クォータニオンの定義や使い方については調べればいくらでも出てくるのですが、個人的には意外と重要と思っている事でもまったく説明されていないことがよくあります。これらの知識があるのとないのとではクォータニオンに対する理解度がかなり変わってくると思うため、ここにまとめておきます。
ある条件下ではクォータニオンの乗法についての交換法則が成り立つ
クォータニオンは乗法についての交換法則が成り立たないため、乗算の順序を入れ替えてはいけないとよく説明されます。しかし、実はある条件下では乗法についての交換法則が成立します。
ある条件下というのは『1軸のみ回転させる場合』です。
この時、クォータニオンは『1つの実部 w』と『3つある虚部 x, y, z の内の1つ』のみを利用します。結果として2つの元しか利用しないため、二次元平面における複素数を利用した回転を行なっているのと同じ状態になります。
二次元平面における回転に順序問題は発生しない(複素数は乗法についての交換法則が成り立つ)ため、この条件下ではクォータニオンの乗算の順序をいくら入れかえても結果は同じになります。

========================================================================

課題の要件:
クォータニオンに関する上の本文に基づき、次の問いに答えてください。
1. クォータニオンの乗法について交換法則が成立する条件は何ですか。
2. その条件下で、クォータニオンはどの成分のみを利用しますか。
3. 2つの元しか利用しない結果、何と同じ状態になりますか。

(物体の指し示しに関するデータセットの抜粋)

========================================================================

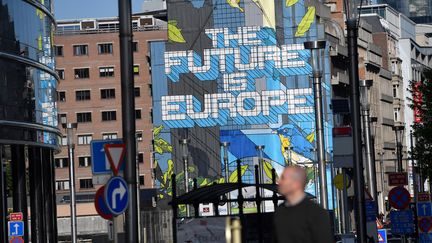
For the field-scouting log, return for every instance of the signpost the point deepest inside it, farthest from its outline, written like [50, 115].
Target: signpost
[382, 235]
[100, 160]
[116, 195]
[402, 222]
[399, 198]
[398, 179]
[16, 228]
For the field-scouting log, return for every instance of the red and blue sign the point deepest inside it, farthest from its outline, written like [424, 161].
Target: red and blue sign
[100, 204]
[399, 198]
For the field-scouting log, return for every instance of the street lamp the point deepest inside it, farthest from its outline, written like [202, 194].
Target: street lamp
[399, 132]
[365, 113]
[225, 146]
[185, 153]
[317, 62]
[260, 149]
[69, 127]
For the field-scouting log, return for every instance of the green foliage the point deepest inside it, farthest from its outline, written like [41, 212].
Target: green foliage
[422, 131]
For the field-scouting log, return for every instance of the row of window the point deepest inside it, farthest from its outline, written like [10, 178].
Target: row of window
[84, 139]
[85, 161]
[86, 183]
[104, 72]
[84, 117]
[81, 95]
[83, 49]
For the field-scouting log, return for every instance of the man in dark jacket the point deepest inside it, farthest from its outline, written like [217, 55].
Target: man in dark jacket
[299, 220]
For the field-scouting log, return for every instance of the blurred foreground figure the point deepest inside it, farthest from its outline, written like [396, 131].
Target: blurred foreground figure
[298, 219]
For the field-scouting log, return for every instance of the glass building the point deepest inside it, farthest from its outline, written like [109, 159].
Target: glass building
[420, 11]
[28, 115]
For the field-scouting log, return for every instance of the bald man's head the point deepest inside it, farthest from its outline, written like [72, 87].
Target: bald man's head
[292, 180]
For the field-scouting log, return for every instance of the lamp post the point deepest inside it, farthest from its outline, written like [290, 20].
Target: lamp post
[365, 113]
[185, 152]
[317, 57]
[69, 127]
[225, 146]
[399, 132]
[260, 149]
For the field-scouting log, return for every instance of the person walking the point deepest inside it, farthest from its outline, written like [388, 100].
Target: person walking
[298, 219]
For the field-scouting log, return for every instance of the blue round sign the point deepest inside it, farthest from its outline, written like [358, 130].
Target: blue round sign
[116, 195]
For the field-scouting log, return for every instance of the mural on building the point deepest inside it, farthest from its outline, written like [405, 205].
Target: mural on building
[235, 71]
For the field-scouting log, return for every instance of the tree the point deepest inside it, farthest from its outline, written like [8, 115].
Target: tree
[421, 103]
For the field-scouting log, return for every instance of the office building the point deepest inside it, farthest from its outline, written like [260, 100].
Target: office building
[28, 116]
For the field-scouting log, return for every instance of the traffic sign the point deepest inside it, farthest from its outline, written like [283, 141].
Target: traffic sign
[399, 197]
[15, 216]
[424, 209]
[402, 222]
[398, 179]
[100, 161]
[16, 228]
[382, 235]
[425, 224]
[115, 154]
[423, 197]
[17, 240]
[116, 195]
[100, 204]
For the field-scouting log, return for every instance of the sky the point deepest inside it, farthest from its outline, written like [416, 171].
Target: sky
[77, 9]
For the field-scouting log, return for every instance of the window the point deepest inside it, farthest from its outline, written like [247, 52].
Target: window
[137, 92]
[80, 50]
[109, 115]
[105, 48]
[139, 136]
[138, 114]
[84, 139]
[84, 117]
[107, 93]
[62, 185]
[112, 135]
[60, 73]
[106, 72]
[82, 95]
[135, 46]
[61, 116]
[140, 158]
[58, 51]
[82, 73]
[61, 162]
[84, 161]
[136, 69]
[86, 183]
[63, 141]
[141, 180]
[61, 96]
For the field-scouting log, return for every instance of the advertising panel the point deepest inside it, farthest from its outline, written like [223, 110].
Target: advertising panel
[236, 74]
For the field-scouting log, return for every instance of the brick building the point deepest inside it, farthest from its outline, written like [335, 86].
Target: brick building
[88, 63]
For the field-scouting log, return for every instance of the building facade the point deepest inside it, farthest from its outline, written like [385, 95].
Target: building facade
[28, 115]
[88, 64]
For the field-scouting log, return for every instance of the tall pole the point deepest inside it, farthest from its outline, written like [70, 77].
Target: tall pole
[71, 148]
[3, 199]
[185, 153]
[225, 146]
[260, 149]
[359, 196]
[128, 116]
[414, 168]
[316, 46]
[19, 184]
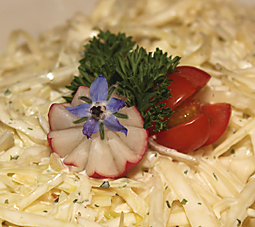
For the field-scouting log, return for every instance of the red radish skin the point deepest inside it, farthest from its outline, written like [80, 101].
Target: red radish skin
[111, 158]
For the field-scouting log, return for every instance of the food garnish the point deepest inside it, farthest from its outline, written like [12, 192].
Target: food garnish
[138, 76]
[86, 130]
[103, 152]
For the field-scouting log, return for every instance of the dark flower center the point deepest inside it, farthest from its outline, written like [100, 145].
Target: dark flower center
[96, 112]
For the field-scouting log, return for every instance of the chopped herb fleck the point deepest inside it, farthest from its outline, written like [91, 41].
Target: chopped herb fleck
[7, 92]
[105, 184]
[215, 176]
[168, 204]
[184, 201]
[14, 157]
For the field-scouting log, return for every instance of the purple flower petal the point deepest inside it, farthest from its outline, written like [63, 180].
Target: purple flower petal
[99, 89]
[114, 105]
[112, 123]
[82, 110]
[90, 127]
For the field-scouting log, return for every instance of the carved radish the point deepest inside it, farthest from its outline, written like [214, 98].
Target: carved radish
[122, 147]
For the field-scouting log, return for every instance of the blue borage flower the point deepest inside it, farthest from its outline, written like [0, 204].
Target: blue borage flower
[98, 111]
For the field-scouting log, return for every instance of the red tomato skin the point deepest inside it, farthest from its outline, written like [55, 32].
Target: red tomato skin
[180, 90]
[218, 115]
[187, 136]
[195, 76]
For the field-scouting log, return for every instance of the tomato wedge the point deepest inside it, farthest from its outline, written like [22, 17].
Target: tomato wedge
[187, 136]
[218, 115]
[191, 124]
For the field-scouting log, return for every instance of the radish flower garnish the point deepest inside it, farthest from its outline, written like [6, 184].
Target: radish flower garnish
[99, 111]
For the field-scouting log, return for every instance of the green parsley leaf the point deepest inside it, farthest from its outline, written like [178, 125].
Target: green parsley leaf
[139, 76]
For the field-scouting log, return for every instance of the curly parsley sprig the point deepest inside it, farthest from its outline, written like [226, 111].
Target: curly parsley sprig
[140, 76]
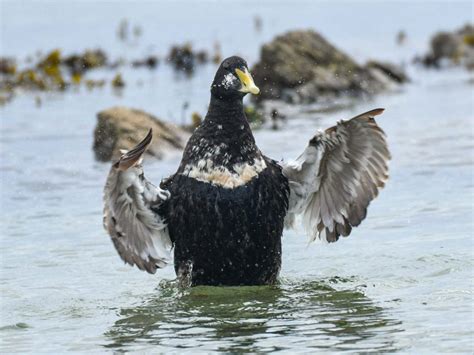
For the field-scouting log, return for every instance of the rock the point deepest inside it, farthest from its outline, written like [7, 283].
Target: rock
[117, 81]
[122, 128]
[184, 57]
[7, 66]
[78, 63]
[445, 45]
[395, 72]
[453, 48]
[151, 62]
[302, 66]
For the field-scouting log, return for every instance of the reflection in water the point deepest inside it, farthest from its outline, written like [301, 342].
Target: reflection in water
[310, 314]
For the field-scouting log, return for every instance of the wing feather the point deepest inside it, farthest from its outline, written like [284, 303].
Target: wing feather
[139, 234]
[340, 172]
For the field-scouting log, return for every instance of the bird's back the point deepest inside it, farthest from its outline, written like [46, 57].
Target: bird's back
[226, 221]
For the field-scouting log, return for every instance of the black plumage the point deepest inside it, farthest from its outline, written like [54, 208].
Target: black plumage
[224, 235]
[223, 211]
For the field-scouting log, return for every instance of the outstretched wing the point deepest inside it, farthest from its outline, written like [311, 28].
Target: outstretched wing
[336, 177]
[138, 233]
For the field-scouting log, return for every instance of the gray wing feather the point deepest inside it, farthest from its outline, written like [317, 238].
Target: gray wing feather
[336, 177]
[138, 233]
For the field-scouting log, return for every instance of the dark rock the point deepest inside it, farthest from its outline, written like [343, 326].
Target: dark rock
[78, 63]
[183, 57]
[393, 71]
[451, 48]
[7, 66]
[301, 66]
[122, 128]
[150, 62]
[445, 45]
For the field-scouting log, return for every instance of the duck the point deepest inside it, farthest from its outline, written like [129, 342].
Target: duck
[220, 217]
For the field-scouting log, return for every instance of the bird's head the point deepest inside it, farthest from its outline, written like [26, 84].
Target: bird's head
[233, 80]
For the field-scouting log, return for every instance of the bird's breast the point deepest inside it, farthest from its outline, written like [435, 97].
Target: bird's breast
[227, 176]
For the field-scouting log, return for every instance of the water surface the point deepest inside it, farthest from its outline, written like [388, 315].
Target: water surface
[403, 280]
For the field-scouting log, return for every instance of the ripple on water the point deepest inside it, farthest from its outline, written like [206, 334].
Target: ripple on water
[313, 314]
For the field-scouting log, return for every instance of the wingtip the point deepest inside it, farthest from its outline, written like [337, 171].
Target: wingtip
[377, 111]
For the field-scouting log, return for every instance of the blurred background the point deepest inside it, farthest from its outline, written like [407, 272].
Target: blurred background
[403, 281]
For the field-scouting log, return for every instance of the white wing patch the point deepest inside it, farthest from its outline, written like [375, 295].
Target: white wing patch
[206, 171]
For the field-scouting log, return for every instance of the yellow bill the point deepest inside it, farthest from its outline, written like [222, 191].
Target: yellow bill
[247, 82]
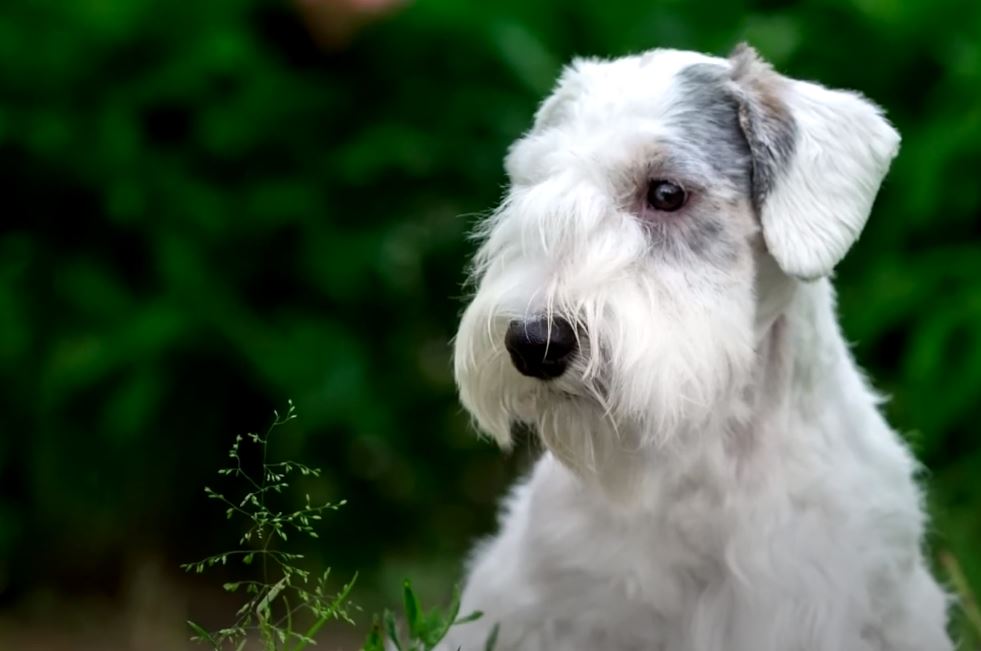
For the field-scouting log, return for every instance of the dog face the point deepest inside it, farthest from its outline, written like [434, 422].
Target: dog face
[617, 304]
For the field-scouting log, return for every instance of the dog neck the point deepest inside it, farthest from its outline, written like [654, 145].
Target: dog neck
[803, 380]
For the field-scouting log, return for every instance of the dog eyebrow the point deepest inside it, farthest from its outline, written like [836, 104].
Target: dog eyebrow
[706, 117]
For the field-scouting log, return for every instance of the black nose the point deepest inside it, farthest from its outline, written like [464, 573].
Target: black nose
[541, 348]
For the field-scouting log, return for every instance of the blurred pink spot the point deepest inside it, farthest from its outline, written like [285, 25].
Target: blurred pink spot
[335, 22]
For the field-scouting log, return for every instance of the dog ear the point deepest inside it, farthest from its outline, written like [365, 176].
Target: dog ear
[818, 158]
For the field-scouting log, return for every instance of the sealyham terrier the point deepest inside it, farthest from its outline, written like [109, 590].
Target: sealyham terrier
[653, 299]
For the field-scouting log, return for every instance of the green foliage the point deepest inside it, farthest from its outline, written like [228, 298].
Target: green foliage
[424, 630]
[275, 602]
[204, 212]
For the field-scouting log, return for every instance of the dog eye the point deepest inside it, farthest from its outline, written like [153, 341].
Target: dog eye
[665, 195]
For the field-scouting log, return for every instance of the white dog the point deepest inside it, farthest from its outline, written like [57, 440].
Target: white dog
[652, 297]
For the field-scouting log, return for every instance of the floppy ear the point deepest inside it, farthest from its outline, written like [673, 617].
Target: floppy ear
[818, 158]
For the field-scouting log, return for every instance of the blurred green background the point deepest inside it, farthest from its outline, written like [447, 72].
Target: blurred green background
[211, 207]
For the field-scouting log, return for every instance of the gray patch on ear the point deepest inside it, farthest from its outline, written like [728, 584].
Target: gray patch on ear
[708, 118]
[768, 126]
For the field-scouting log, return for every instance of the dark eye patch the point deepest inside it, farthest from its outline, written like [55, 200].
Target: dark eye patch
[665, 196]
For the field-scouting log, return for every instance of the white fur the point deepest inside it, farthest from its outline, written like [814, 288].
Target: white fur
[717, 474]
[813, 217]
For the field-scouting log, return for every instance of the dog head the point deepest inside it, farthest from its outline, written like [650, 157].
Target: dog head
[617, 303]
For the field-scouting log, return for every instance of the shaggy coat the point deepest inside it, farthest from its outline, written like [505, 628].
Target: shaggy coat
[717, 474]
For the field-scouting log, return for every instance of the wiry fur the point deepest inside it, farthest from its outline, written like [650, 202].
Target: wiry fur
[717, 475]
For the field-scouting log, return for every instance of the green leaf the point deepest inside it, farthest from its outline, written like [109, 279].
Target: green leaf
[374, 641]
[392, 629]
[413, 610]
[202, 634]
[492, 638]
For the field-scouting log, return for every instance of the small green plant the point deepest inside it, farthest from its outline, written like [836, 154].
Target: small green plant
[424, 630]
[285, 594]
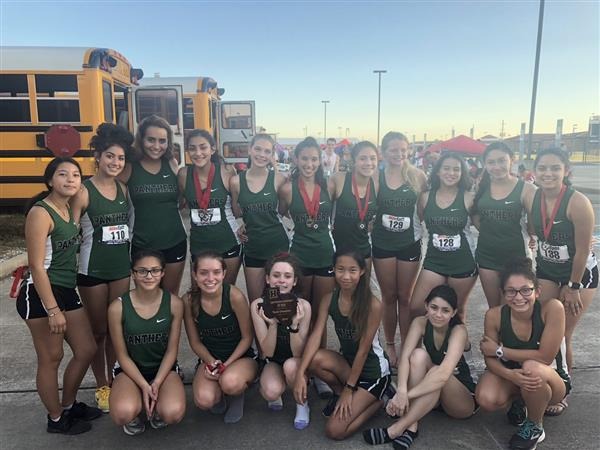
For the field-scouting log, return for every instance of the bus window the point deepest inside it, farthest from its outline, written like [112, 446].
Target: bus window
[57, 98]
[163, 103]
[236, 115]
[188, 113]
[107, 100]
[14, 99]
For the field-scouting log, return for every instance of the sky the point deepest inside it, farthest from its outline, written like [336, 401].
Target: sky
[450, 65]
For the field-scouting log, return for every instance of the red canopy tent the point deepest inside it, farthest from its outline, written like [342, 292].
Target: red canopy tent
[459, 144]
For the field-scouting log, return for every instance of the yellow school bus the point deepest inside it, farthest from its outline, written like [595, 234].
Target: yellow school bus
[52, 100]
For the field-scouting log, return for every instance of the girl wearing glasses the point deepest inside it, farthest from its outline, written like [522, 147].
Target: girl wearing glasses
[523, 347]
[145, 325]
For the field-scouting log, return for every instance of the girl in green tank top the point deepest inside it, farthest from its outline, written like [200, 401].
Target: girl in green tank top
[498, 212]
[307, 200]
[205, 187]
[397, 236]
[281, 345]
[48, 301]
[355, 195]
[360, 375]
[445, 211]
[254, 199]
[219, 330]
[145, 325]
[563, 223]
[152, 185]
[102, 207]
[518, 337]
[435, 342]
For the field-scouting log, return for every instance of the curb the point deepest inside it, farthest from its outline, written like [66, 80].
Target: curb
[8, 266]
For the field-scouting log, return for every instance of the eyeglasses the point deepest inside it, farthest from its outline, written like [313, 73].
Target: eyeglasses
[143, 272]
[512, 293]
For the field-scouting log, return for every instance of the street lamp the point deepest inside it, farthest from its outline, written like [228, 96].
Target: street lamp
[379, 72]
[324, 120]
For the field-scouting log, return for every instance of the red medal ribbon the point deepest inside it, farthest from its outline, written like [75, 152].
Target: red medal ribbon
[362, 209]
[311, 205]
[203, 196]
[547, 222]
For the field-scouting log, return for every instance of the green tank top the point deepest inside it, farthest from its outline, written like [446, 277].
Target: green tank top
[265, 231]
[397, 225]
[312, 246]
[213, 228]
[104, 251]
[348, 230]
[155, 198]
[62, 243]
[461, 371]
[146, 339]
[449, 247]
[500, 230]
[554, 258]
[509, 339]
[220, 333]
[376, 364]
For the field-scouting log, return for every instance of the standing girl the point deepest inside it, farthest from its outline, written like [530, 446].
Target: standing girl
[254, 198]
[49, 303]
[219, 330]
[523, 346]
[356, 202]
[361, 373]
[154, 193]
[397, 236]
[145, 325]
[308, 202]
[211, 218]
[563, 221]
[435, 374]
[102, 208]
[445, 211]
[498, 212]
[281, 346]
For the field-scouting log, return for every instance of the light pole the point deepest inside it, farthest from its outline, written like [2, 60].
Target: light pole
[378, 72]
[324, 120]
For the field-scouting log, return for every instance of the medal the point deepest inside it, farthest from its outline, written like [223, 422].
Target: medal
[311, 205]
[203, 196]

========================================================================

完成解答:
1. 1軸のみ回転させる場合です。
2. 1つの実部 w と、3つある虚部 x, y, z の内の1つのみを利用します。
3. 二次元平面における複素数を利用した回転を行なっているのと同じ状態になります。